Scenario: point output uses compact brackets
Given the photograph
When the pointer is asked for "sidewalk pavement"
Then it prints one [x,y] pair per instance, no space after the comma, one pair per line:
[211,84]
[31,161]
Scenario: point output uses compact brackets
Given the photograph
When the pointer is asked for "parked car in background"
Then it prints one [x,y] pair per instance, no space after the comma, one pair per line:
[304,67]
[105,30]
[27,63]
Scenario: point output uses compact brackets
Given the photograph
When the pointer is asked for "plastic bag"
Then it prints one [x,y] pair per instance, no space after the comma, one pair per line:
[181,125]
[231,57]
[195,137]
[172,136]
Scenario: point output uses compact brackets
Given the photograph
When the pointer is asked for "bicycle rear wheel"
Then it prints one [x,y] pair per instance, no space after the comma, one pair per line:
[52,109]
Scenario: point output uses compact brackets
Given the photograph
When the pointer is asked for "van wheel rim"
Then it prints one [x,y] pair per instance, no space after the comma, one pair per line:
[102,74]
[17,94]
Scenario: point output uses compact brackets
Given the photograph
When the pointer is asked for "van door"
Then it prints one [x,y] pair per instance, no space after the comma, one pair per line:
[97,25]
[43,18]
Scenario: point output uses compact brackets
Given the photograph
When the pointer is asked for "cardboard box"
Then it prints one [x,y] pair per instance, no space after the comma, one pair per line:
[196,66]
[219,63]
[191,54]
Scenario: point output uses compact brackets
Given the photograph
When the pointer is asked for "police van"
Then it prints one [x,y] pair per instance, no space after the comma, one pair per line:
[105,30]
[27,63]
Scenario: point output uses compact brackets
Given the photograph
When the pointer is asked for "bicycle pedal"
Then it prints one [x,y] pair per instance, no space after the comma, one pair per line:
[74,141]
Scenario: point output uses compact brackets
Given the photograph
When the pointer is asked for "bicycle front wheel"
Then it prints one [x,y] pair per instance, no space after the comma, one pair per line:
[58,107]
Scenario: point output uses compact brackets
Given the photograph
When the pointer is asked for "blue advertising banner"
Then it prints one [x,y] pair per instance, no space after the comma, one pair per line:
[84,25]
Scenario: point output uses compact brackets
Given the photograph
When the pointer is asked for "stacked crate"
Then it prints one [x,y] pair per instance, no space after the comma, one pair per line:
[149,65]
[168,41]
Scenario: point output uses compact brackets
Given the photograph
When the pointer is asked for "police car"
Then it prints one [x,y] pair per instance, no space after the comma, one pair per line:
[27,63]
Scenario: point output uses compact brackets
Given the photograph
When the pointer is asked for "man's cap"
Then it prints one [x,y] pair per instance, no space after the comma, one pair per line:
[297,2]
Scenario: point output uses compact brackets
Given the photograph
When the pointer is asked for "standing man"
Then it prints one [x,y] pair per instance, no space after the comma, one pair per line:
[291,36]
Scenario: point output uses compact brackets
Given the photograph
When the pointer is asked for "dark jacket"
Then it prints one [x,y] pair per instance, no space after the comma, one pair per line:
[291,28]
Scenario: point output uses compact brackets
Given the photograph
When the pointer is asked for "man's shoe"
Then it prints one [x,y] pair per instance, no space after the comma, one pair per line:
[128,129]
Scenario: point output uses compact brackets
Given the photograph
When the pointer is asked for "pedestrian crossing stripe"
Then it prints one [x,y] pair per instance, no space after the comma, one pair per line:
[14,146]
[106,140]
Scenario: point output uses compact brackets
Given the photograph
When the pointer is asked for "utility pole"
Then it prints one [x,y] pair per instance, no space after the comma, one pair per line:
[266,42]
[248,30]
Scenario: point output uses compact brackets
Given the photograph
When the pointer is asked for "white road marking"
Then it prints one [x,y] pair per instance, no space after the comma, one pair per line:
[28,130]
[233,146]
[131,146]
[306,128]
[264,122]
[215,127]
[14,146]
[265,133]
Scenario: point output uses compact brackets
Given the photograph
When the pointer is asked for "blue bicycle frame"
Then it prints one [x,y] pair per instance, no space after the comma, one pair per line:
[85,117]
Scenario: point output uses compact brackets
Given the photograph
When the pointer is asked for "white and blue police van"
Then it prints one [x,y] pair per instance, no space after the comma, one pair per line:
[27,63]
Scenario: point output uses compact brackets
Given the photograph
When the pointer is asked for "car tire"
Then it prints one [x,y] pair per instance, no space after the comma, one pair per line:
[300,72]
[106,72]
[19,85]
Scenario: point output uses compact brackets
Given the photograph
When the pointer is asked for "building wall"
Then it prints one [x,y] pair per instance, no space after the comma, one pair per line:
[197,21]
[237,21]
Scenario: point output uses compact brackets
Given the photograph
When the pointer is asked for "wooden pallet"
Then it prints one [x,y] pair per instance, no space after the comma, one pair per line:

TASK DESCRIPTION
Output all of the data again. Match it exactly.

TASK OUTPUT
Scenario: point output uses compact brackets
Given the photograph
When the pointer is asked for "sidewalk pavement"
Then it prints one [x,y] pair per instance, no space after the comma, one pair per line:
[211,84]
[31,161]
Scenario: point output uses compact brackets
Given the photograph
When the pointer is asked for "parked car in background"
Then it prints one [x,y] pair per instance, no space after the comma, one pair per line:
[304,67]
[105,30]
[27,63]
Scenario: point output uses compact brackets
Given the photograph
When the pointer is asked for "plastic bag"
Then it prints one [x,y] pair per instance, no space after the comma, one pair per line:
[181,125]
[231,57]
[195,137]
[172,136]
Scenario: point output uses compact brackets
Given the photograph
When the pointer is asked for "bicycle rear wheel"
Then it prints one [x,y] pair per instance, no space after the comma, one pair per line:
[52,109]
Scenario: point output uses compact brackets
Given the photograph
When the pointer is asked for "van wheel rim"
Then it prints one [x,y] pair per instance, no space after the comma, one pair per line:
[102,74]
[17,94]
Scenario: point output uses compact brackets
Given the photograph
When the pointer is asked for "van door"
Then it prints one [x,y] pair per instance, no space after the comma, one pair per line:
[97,25]
[43,18]
Scenario: point output uses compact brackets
Given the photograph
When the pointer is asked for "cardboard box"
Then it prints one [x,y] pair per instance, no space after the comma, one pair per line:
[196,66]
[219,63]
[191,54]
Scenario: point output uses compact brackets
Given the photograph
When the pointer is asked for "police van"
Then it prints one [x,y] pair per instance, no space after the comma, one pair per line:
[105,30]
[27,63]
Scenario: point output uses compact brackets
Given the photograph
When the pointer is asked for "bicycle pedal"
Then it prints one [x,y] pair per instance, no space after the comma, one pair per line:
[74,141]
Scenario: point output uses compact brackets
Given the photograph
When the pointer is asked for "bicycle front wheel"
Then it prints one [x,y] pair per instance, no space after the comma, one pair per line:
[58,107]
Scenario: point output uses compact brackets
Given the photograph
When the pointer is asked for "blue advertising banner"
Then it prints one [x,y] pair per instance, no space after the comma, one pair per line:
[84,25]
Scenario: point output uses compact brackets
Given the photograph
When the pointer is asked for "stacked crate"
Then it prints one [x,y] pair per instance, no space after the comma, one pair per line:
[149,65]
[168,41]
Scenario: point output uses compact brackets
Given the photograph
When the pointer is asked for "police car"
Then it prints one [x,y] pair per instance, no space after the comma, one pair per line:
[27,63]
Scenario: point output uses compact brackets
Given the photograph
When the pointer is asked for "man's cap"
Then it prints one [x,y] pair per instance, no space after the comma, one pair per line:
[297,2]
Scenario: point output uses compact brackets
Given the photograph
When the pointer is asked for "standing man"
Then it prints one [x,y] pair per instance, no space after the comma, one pair per line:
[291,36]
Scenario: point output uses compact brackets
Given the photograph
When the pointer is asked for "dark jacket"
Then it prints one [x,y] pair per instance, no space after the comma, one pair per line:
[291,28]
Scenario: point output uses compact brackets
Given the photograph
When the pointer is asked for "man's shoe"
Then it prints one [x,y] pair per instance, no space after the comma, one pair per line:
[128,129]
Scenario: point output uses compact brackets
Given the photograph
When the pointer is asked for "pedestrian crossing stripe"
Then it prints one [x,y] pair per instance, no space after the comma, one pair per line:
[14,146]
[106,140]
Scenario: point output uses compact brackets
Given the photograph
When the pointer is asked for "utility pole"
Then it prints one [x,y] pair per instance, no space after the comma, one pair per line:
[266,42]
[248,30]
Scenario: point output uses compact brackets
Given the photograph
When the pointer is asked for "white road marking"
Then it prints one [x,y] pair per instance, no space after the comma, one pair per line:
[28,130]
[233,146]
[131,146]
[306,128]
[264,122]
[215,127]
[14,146]
[265,133]
Scenario: point output uses compact brackets
Given the photograph
When the pointer is asked for "blue bicycle frame"
Then it prints one [x,y] pair per instance, no space after the comma, one pair per line:
[85,117]
Scenario: point output uses compact brackets
Given the photograph
When the pointer is asked for "white and blue police van"
Then it prints one [x,y] pair per instance, no space after the comma, one pair per line:
[27,63]
Scenario: point output uses compact brackets
Given the photograph
When the pointer is asked for "car tire"
Then it prints one [x,y] pair per instance, no space after the comma, one pair per line:
[300,72]
[106,72]
[19,85]
Scenario: point output uses compact brackets
Given the photograph
When the pointer is asked for "building wall"
Then it prints one [x,y] pair per instance, no space after the comma, one pair per line:
[197,21]
[237,21]
Scenario: point output uses compact brackets
Given the photograph
When the pointer is asked for "wooden pallet"
Then it prints one [x,y] pair per instance, no space after the comma, one pair per line:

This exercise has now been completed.